* BEGIN Material for this exercise *

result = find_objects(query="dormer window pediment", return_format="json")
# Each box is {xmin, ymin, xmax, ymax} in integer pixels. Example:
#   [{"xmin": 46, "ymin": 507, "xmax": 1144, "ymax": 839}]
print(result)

* END Material for this exercise *
* BEGIN Material for this exercise *

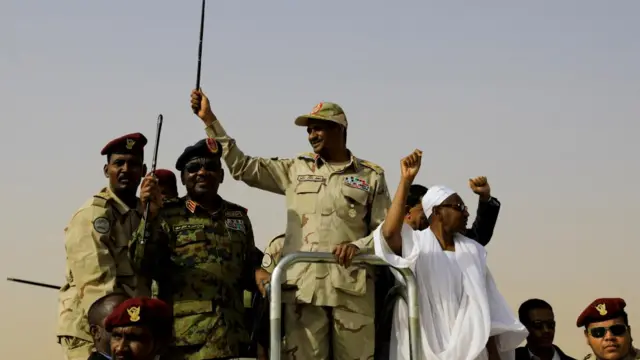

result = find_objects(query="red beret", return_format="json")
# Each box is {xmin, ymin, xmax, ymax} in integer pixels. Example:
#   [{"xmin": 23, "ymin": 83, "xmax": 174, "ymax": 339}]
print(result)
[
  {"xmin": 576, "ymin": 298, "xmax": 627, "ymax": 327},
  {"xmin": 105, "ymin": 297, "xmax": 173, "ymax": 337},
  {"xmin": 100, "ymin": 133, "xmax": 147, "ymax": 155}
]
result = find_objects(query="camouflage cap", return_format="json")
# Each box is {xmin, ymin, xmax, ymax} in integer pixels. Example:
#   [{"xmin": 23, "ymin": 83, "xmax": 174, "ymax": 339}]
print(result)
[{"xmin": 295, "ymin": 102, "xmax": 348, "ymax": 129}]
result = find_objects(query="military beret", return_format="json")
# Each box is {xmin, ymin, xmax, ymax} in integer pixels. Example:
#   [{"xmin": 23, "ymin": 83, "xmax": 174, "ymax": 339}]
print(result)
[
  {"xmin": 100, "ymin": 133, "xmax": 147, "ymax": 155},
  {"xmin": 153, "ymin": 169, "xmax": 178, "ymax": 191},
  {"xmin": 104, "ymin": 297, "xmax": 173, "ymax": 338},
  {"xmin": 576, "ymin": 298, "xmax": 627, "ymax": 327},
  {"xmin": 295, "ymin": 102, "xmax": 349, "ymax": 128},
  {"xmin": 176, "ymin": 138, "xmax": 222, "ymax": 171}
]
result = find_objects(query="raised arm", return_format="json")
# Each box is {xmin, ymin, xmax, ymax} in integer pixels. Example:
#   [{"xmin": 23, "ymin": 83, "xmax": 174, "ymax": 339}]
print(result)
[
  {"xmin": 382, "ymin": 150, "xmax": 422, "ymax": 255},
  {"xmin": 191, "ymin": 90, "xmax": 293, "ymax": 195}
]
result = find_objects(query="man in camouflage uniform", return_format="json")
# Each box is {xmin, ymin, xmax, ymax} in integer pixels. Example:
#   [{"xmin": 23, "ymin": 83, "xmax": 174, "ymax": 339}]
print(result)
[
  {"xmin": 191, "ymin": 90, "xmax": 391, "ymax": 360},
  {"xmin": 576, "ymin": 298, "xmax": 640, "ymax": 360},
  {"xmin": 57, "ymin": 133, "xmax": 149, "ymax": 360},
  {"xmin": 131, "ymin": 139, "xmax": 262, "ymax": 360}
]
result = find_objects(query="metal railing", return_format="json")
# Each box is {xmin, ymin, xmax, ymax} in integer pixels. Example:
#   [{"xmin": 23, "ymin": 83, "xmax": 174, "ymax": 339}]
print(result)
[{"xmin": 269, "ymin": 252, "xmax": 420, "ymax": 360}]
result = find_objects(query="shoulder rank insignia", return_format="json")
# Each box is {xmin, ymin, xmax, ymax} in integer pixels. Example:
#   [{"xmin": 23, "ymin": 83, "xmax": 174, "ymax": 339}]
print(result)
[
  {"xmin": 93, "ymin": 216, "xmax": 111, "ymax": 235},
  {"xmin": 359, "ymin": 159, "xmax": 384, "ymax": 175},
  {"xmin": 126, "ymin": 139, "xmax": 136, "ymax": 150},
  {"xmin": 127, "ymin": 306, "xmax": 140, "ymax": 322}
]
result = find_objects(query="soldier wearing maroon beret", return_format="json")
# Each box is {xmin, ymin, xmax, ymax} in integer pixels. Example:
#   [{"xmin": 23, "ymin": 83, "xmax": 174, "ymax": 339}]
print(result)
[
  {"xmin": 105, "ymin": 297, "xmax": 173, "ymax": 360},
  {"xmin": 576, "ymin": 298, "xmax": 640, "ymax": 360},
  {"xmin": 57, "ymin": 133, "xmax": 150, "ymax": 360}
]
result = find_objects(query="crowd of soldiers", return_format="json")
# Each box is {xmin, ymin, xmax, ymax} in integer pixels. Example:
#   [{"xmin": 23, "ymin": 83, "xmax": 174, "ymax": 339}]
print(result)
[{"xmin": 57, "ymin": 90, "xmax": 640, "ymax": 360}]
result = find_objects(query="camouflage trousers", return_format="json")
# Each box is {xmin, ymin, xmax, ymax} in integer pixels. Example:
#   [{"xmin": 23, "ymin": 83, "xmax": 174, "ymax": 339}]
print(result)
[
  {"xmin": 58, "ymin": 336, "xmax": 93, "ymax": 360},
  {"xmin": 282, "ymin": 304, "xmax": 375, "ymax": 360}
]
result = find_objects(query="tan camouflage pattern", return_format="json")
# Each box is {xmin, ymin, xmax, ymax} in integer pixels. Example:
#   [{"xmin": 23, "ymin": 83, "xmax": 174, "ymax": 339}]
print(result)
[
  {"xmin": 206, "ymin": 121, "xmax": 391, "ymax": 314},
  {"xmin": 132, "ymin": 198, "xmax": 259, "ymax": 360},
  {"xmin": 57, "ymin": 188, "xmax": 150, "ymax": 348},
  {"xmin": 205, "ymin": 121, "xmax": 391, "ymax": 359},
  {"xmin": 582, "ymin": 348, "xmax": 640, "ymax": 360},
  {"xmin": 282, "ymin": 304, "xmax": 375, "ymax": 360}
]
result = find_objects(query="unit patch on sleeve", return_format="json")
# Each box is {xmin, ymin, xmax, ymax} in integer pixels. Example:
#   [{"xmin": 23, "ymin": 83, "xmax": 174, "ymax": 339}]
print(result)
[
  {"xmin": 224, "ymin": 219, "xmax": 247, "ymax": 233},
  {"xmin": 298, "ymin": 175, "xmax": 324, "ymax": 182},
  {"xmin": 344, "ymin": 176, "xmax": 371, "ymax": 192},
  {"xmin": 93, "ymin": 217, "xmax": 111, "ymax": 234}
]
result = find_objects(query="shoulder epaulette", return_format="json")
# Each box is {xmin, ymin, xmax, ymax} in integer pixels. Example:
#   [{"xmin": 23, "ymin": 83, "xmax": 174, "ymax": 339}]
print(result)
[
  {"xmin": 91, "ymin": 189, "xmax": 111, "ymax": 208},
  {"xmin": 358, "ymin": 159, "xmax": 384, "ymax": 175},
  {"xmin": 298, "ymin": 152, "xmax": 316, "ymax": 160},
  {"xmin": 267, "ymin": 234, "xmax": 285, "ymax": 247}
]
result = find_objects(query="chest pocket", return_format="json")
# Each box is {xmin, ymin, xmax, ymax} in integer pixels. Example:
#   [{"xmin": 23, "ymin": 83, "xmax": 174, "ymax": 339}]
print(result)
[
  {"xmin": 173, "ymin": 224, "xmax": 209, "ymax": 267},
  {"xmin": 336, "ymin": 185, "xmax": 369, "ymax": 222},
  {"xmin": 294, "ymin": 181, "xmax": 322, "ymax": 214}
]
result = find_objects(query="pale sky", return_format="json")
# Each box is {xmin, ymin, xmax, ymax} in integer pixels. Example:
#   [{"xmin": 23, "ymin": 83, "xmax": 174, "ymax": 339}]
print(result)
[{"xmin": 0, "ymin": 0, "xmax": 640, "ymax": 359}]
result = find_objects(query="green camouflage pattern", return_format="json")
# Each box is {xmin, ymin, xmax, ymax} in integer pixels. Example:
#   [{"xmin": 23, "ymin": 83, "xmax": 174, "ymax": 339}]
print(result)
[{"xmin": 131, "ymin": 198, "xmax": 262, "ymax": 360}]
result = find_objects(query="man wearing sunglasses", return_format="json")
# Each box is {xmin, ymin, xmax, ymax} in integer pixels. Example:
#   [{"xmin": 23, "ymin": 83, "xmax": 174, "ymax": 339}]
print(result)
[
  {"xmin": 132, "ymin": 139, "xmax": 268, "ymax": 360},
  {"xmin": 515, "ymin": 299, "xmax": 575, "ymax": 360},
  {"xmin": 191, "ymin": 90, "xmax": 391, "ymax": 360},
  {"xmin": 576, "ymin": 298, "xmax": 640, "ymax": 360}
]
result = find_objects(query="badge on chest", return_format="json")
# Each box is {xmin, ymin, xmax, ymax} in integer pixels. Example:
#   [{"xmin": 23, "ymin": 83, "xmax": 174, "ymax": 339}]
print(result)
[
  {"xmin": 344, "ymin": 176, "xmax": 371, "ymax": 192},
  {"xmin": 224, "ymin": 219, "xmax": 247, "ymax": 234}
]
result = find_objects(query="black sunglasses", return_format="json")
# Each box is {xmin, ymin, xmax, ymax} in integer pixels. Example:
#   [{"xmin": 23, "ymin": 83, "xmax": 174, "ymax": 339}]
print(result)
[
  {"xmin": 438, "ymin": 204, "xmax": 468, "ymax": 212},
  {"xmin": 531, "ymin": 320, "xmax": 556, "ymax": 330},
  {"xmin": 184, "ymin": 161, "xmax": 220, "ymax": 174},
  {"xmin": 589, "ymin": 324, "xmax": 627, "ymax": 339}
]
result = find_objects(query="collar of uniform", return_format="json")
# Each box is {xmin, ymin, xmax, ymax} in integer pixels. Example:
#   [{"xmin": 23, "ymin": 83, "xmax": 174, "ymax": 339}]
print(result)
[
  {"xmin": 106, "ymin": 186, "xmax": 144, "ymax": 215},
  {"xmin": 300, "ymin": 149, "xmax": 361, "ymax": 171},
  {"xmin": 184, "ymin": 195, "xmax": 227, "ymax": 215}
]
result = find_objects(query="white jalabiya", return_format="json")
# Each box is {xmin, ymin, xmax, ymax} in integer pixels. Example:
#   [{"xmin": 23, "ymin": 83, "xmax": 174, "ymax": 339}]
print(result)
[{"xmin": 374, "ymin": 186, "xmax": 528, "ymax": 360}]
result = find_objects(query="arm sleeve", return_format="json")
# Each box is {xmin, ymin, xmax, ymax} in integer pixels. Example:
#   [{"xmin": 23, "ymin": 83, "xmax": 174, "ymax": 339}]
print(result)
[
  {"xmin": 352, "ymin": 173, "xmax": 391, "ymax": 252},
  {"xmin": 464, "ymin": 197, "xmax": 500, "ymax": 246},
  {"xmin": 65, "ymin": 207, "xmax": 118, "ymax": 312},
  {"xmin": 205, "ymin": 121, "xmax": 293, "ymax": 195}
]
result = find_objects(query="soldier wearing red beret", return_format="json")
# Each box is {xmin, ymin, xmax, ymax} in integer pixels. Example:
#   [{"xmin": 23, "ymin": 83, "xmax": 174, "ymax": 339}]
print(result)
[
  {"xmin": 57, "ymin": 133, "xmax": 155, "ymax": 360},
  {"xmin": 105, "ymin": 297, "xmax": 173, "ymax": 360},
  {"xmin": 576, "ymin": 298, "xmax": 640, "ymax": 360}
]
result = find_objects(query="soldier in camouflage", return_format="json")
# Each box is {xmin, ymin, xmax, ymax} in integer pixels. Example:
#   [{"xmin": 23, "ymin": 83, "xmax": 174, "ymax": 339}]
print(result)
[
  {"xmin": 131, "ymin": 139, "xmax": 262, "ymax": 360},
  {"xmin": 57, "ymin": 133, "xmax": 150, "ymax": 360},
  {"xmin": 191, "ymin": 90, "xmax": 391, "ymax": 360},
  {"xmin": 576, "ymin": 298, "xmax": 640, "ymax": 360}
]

* END Material for this exercise *

Written instruction: Report every line in the items above that contains the string "pattern", copying each such line in full. Case counts.

Solution for this problem:
result = find_objects(query="tan camouflage pattern", return_format="json")
result = find_objects(query="green camouflage pattern", return_format="json")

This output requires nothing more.